What is required: Restate all of the data exactly.

Input data:
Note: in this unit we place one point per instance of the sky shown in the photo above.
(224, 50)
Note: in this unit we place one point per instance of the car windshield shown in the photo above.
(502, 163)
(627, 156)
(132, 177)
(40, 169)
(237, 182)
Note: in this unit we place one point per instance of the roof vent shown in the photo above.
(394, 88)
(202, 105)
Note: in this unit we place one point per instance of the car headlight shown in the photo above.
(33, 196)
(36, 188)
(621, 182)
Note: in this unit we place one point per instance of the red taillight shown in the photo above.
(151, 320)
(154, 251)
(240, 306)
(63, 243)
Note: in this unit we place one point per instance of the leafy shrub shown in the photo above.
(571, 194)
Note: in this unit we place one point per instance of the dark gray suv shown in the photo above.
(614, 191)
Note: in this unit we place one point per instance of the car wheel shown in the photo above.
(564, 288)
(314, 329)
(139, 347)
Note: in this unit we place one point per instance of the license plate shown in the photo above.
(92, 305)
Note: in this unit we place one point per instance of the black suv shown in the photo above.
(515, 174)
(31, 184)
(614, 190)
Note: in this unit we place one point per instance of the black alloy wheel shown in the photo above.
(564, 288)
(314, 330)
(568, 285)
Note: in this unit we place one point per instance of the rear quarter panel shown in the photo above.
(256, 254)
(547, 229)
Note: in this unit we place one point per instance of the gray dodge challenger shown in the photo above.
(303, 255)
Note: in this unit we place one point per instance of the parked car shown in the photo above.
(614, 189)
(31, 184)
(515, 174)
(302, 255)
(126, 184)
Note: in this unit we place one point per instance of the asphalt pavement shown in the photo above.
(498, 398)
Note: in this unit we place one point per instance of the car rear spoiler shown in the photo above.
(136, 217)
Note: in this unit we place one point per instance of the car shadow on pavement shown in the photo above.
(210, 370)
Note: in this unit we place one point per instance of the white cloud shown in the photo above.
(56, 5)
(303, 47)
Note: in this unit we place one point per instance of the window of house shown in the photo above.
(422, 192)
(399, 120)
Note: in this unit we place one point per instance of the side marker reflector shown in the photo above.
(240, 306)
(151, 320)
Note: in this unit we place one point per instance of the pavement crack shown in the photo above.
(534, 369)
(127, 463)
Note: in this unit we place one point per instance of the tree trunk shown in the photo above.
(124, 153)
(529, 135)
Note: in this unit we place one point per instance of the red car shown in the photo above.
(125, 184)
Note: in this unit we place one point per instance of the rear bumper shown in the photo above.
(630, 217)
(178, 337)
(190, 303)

Written reply:
Note: in this unit we place one point per instance of the sky shown in the photo above.
(224, 50)
Note: in this unit we place one point per instance of the car windshield shown in the photo above.
(502, 163)
(627, 156)
(132, 177)
(40, 169)
(237, 182)
Note: in this unit we place one point per instance of the roof vent shown in the photo above.
(394, 88)
(202, 105)
Note: in this unit we place one point per instance of the car headlight shown in the photo above.
(33, 196)
(36, 188)
(621, 182)
Note: in this unit we place one point per instance of the red taillight shown in the photo above.
(151, 320)
(154, 251)
(240, 306)
(63, 243)
Note: in this unit we place one point per instance of the leafy shrub shown in the photo above.
(571, 194)
Note: in this unit we place one point per instance of the dark gray suv shown in the photo above.
(614, 191)
Note: in this unit we place one point per instance of the car wheel shown in the photo above.
(564, 288)
(314, 329)
(139, 347)
Note: in this unit we place one point per instance of the license plate shown in the photo above.
(92, 305)
Note: in this unit we place one point per instance of the black suv shown in the photo above.
(515, 174)
(31, 184)
(614, 190)
Note: in this unit we place one point per instance of the black alloy wheel shown in the photo above.
(564, 288)
(314, 330)
(568, 285)
Note: in this unit we place one point per instance of the rear quarter panel shown in the photo above.
(256, 254)
(547, 229)
Note: in this unit we place one point per instance of the gray dodge challenger shown in the photo above.
(303, 255)
Note: in this unit we place one point per instance of the parked car shown in the photo above.
(614, 189)
(31, 184)
(515, 174)
(302, 255)
(126, 184)
Note: in this unit we place one point per instance of the asphalt pavement shown in the photo above.
(498, 398)
Note: in this unit we place one point per instance of the car rear spoiler shown in the photo above.
(136, 217)
Note: in this unit we place one point per instance of the car shadow on pavement shown in the photo above.
(210, 370)
Note: in this unit we place one point per instance of the white cloud shown in the photo above.
(56, 5)
(303, 47)
Note: in this unit we place one point per instance of the window of house shown in the photo above.
(422, 192)
(399, 120)
Note: in this unit we place one point per instance of the side marker reflector shown in the photo above.
(240, 306)
(151, 320)
Note: in this unit we place one point per instance of the pavement crack shown in the photo above.
(534, 369)
(127, 463)
Note: in this unit we place one point per instance of the tree trunk shown in the photo above.
(124, 153)
(529, 135)
Note: in this unit we place one point per instance of the red car shown in the photo above.
(125, 184)
Note: in this unit we place one point per instance of the rear bumper shown in the photo above.
(630, 217)
(178, 337)
(190, 303)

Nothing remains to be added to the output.